## Extract
>> Begin
This post meant for users that wishes to understand the Interrupt ReQuest Affinity (IRQ Affinity) concept.
The post discusses various configuration scenarios related to performance tuning on Mellanox ConnectX adapter family
- Interrupts and IRQ Tuning on RHEL
- Improved Linux SMP Scaling: User-directed Processor Affinity
- HowTo Tune Your Linux Server for Best Performance Using the mlnx_tune Tool
IRQ is an interrupt request sent from the hardware level to the CPU. While receiving the interrupt, the CPU will switch to interrupt context - Interrupt Service Routine (ISR) in order to handle the coming interrupt.
The affinity of an interrupt request (IRQ Affinity) is defined as the set of CPU cores that can service that interrupt. To improve application scalability and latency, it is recommended to distribute IRQs between the available CPU cores.
What is irqbalance?
Irqbalance is a Linux daemon that help to balance the CPU load generated by interrupts across all CPUs. Irqbalance identifies the highest volume interrupt sources, and isolates them to a single CPU, so that load is spread as much as possible over an entire processor set, while minimizing cache hit rates for irq handlers. The /proc/interrupts file lists the number of interrupts per CPU per I/O device, the IRQ number, the interrupt number handled by each CPU core, the interrupt type, and a comma-delimited list of drivers that are registered to receive that interrupt.
>> End
## Supplied information
>> Begin
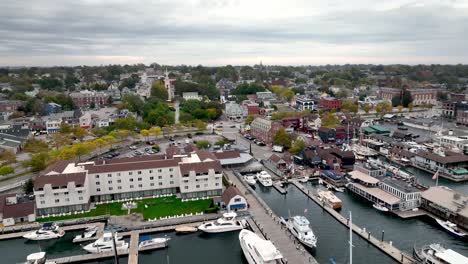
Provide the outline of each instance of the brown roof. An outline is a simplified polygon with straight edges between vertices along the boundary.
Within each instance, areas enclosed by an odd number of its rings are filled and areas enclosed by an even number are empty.
[[[430,160],[442,163],[442,164],[468,162],[468,155],[453,154],[453,153],[449,153],[449,152],[446,152],[445,154],[446,154],[446,156],[443,157],[443,156],[437,155],[437,154],[432,153],[432,152],[420,151],[416,155],[420,156],[420,157],[423,157],[423,158],[426,158],[426,159],[430,159]],[[453,155],[447,155],[447,154],[453,154]]]
[[[235,159],[240,157],[238,151],[223,151],[213,153],[217,159]]]
[[[44,185],[51,184],[52,187],[67,186],[69,182],[75,182],[75,185],[83,185],[86,179],[85,172],[67,173],[57,175],[41,175],[34,181],[34,189],[44,188]]]
[[[85,169],[88,173],[106,173],[106,172],[117,172],[117,171],[131,171],[131,170],[145,170],[153,168],[167,168],[177,167],[180,162],[179,158],[176,159],[164,159],[164,160],[148,160],[148,161],[132,161],[122,162],[114,164],[98,164],[98,165],[86,165]]]
[[[242,196],[242,193],[239,191],[239,189],[237,189],[236,187],[234,186],[229,186],[223,193],[223,196],[221,197],[221,200],[225,203],[225,204],[228,204],[229,201],[231,201],[231,199],[236,196],[236,195],[240,195]]]
[[[34,201],[5,205],[3,208],[3,218],[26,217],[34,214]]]
[[[219,161],[206,161],[206,162],[194,162],[194,163],[180,163],[180,173],[182,175],[189,174],[190,171],[195,173],[208,173],[210,169],[214,169],[215,172],[221,173],[221,163]]]

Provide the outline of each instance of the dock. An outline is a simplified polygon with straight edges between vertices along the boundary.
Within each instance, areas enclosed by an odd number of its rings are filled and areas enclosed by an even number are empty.
[[[338,222],[343,224],[346,227],[349,227],[349,219],[345,218],[342,216],[340,213],[332,209],[331,207],[328,207],[325,203],[322,203],[318,197],[313,194],[310,190],[305,188],[302,184],[300,184],[297,181],[292,182],[294,186],[296,186],[299,190],[301,190],[307,197],[309,197],[311,200],[313,200],[315,203],[317,203],[320,207],[322,207],[325,211],[327,211],[331,216],[333,216]],[[365,229],[360,228],[356,224],[352,224],[352,229],[353,232],[357,235],[359,235],[361,238],[367,240],[370,244],[375,246],[376,248],[380,249],[382,252],[387,254],[388,256],[392,257],[394,260],[396,260],[398,263],[403,263],[403,264],[410,264],[410,263],[415,263],[415,260],[408,255],[407,253],[399,250],[392,244],[386,242],[386,241],[381,241],[374,236],[372,236],[369,232],[367,232]]]
[[[281,194],[287,194],[288,191],[283,188],[283,184],[281,182],[275,182],[273,183],[273,187]]]
[[[281,224],[280,217],[246,183],[234,175],[232,171],[225,171],[226,177],[233,182],[244,194],[249,203],[251,220],[248,220],[252,230],[265,239],[270,240],[283,255],[282,263],[318,263],[299,241],[291,235],[289,230]]]

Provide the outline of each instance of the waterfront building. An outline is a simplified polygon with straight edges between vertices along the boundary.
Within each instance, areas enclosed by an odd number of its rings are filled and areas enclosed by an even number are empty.
[[[34,183],[37,215],[86,211],[90,203],[180,193],[183,199],[220,196],[222,168],[207,151],[58,162]]]
[[[433,186],[421,195],[421,207],[468,229],[468,196],[444,186]]]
>> End
## Actions to take
**a)** List everything that, according to the IRQ affinity text, the /proc/interrupts file lists.
**b)** Write a continuation of the IRQ affinity text, starting right after its final sentence.

## Answers to the exercise
**a)**
- The number of interrupts per CPU per I/O device
- The IRQ number
- The interrupt number handled by each CPU core
- The interrupt type
- A comma-delimited list of drivers that are registered to receive that interrupt

**b)**
What is mlnx_tune?
mlnx_tune is a performance tuning tool that replaces mlnx_affinity tools.
Refer to HowTo Tune Your Linux Server for Best Performance Using the mlnx_tune Tool for more details.
Which tool should I use?
There could be specific workloads or configuration where stopping irqbalance and using mlnx_tune is more optimal and recommended. mlnx_tune offers several different traffic profiles.
Note that that default mlnx_tune profile doesn't stop irqbalance.
IRQ Affinity moderation on Windows OS (WinOF Driver)
There are several profiles for interrupt moderation for Windows OS.
- Low latency - for low latency (lower values, instructing the driver to react as soon as possible to incoming packet)
- Aggressive - higher values. Usually in high throughput scenarios where we can wait longer between interrupts.
- The interrupt moderation can be disabled (issuing an interrupt for every packet). in this case, latency will be the best it can, but this is a trade-off for higher CPU utilization. This mode is less suitable for production environment.
- Polling mode will always poll the system for incoming packets. (no interrupts)
Dynamic interrupt moderation - Since WinOF 4.60 and onward, the driver senses the scenario dynamically and tunes the interrupt moderation values accordingly.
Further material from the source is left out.